#### PROBLEM TO SOLVE:
Please find each row below that contains the word "jersey" and copy those lines out in full.

-- START OF MATERIAL --

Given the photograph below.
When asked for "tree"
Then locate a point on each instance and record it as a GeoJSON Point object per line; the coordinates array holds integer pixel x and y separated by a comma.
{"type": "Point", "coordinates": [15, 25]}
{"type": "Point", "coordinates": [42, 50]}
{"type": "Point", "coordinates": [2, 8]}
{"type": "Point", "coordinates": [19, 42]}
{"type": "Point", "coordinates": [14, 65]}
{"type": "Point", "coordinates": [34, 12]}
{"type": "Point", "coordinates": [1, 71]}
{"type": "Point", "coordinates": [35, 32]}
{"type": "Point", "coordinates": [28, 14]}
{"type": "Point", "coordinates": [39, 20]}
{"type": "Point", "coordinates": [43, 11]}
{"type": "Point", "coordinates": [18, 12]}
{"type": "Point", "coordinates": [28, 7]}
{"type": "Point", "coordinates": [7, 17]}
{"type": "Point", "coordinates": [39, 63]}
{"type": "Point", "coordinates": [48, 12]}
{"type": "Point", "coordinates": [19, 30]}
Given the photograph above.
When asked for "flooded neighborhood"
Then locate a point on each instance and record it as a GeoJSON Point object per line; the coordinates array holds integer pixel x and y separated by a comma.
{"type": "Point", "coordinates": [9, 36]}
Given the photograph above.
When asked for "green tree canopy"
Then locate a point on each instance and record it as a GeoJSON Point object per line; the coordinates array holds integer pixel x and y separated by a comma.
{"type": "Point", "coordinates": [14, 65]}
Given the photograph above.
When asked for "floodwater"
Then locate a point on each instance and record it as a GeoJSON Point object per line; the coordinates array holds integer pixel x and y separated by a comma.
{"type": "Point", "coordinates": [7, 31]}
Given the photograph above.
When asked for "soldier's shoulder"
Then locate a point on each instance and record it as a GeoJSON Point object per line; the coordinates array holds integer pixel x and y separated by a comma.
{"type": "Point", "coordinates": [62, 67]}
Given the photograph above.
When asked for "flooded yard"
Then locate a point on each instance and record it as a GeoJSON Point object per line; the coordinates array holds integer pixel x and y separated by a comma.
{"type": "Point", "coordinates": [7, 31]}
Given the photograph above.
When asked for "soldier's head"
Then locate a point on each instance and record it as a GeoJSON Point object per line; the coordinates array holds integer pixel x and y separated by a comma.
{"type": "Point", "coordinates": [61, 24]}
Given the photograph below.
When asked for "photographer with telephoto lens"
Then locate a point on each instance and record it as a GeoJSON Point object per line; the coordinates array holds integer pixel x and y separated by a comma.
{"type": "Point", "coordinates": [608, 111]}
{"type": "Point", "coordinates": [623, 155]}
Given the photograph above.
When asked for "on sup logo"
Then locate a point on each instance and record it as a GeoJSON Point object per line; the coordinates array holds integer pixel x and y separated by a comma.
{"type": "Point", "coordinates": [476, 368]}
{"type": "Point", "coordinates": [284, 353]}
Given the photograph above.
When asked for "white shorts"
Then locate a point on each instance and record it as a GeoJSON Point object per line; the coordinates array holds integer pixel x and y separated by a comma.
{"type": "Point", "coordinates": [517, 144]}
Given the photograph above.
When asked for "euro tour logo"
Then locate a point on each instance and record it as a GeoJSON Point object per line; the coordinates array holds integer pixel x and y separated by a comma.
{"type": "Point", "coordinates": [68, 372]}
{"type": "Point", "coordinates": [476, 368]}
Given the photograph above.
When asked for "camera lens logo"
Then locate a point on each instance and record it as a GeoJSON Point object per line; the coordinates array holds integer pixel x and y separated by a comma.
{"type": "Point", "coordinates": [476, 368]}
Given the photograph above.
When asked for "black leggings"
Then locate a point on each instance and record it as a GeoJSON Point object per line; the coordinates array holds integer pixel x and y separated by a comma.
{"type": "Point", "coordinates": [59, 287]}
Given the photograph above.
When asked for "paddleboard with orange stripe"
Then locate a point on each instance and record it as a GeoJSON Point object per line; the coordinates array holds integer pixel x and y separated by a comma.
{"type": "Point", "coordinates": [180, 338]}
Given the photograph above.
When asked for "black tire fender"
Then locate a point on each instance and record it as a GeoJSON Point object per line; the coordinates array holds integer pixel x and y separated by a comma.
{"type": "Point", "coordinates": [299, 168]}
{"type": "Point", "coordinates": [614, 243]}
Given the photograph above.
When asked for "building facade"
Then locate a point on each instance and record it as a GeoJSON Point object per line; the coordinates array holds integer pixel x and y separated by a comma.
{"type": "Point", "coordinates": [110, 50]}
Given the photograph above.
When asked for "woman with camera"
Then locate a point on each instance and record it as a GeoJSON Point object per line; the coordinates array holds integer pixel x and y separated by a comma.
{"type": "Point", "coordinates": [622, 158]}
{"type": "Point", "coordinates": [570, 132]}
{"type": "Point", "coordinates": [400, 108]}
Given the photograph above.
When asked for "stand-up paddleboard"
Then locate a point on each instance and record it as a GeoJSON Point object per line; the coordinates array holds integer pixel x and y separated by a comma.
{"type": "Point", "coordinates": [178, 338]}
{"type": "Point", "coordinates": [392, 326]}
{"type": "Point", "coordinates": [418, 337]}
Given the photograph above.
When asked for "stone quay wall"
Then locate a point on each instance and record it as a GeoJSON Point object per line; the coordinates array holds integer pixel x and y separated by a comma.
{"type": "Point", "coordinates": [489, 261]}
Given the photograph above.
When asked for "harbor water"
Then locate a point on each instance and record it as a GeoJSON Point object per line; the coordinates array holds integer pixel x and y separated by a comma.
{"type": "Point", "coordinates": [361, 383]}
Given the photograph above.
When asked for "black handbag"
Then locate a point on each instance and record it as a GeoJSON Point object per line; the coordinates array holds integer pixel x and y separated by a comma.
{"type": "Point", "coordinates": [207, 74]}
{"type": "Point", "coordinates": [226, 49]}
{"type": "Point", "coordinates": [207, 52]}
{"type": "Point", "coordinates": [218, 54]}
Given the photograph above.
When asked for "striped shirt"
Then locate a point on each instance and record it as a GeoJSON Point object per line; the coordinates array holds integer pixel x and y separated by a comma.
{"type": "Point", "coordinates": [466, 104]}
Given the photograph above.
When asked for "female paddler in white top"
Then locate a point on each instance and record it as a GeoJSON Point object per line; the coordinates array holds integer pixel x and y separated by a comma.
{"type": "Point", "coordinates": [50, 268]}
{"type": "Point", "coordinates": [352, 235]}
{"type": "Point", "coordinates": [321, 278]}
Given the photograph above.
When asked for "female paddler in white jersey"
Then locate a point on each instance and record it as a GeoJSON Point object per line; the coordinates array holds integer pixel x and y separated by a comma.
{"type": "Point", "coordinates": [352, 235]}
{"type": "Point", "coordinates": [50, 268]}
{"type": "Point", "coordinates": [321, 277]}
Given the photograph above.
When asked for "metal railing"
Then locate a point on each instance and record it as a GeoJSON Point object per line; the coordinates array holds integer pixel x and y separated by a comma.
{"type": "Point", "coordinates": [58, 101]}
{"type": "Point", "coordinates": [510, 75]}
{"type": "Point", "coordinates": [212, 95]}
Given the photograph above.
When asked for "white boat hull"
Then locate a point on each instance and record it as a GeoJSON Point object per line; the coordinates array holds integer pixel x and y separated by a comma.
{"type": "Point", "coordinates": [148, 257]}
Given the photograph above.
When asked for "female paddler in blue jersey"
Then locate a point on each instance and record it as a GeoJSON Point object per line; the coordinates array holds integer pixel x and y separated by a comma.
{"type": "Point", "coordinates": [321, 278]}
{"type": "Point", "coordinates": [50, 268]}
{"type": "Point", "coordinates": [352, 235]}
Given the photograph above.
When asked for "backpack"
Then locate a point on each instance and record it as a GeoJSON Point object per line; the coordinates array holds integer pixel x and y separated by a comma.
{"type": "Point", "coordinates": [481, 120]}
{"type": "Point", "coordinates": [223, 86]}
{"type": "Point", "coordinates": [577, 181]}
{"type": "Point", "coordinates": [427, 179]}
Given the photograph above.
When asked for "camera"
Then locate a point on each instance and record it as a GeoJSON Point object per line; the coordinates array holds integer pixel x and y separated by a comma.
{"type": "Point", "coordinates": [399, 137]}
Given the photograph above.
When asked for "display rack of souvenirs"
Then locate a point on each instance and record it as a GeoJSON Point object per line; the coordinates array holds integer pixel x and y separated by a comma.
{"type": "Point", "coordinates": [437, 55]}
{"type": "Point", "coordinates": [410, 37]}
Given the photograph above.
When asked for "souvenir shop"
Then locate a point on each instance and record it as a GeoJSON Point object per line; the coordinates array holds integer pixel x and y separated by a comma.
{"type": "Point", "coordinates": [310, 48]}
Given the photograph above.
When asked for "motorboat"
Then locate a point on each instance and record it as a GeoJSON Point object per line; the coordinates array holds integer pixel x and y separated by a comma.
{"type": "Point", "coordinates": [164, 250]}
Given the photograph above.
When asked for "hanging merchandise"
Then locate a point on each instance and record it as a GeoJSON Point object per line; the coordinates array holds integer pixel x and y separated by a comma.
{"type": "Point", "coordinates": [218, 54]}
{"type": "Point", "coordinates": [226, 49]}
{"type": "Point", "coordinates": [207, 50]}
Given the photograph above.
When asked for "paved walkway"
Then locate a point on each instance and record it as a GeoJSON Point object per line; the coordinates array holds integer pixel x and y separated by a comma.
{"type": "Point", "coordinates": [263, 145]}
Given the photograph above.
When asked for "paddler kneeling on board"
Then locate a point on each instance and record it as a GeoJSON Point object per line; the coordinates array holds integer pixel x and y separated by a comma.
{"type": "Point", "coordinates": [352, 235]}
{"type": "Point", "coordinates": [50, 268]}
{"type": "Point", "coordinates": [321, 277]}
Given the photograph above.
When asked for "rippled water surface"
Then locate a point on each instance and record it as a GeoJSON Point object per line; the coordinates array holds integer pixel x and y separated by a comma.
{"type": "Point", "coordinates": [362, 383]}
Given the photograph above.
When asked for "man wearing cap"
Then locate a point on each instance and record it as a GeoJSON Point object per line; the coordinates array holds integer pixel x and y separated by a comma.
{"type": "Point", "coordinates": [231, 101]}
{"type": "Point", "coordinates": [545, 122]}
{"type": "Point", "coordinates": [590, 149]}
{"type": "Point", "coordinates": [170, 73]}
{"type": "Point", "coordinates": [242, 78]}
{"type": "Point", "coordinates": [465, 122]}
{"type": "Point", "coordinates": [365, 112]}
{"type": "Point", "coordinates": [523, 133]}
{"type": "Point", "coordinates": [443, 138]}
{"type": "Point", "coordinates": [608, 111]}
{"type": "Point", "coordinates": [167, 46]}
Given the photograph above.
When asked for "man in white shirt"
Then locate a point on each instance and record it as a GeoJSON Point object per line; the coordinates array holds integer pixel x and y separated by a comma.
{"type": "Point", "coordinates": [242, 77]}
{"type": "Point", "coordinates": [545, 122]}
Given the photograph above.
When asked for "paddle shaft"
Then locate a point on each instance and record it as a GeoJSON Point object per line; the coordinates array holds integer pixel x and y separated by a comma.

-- END OF MATERIAL --

#### SOLUTION BELOW:
When asked for "female paddler in white jersey"
When asked for "female paddler in blue jersey"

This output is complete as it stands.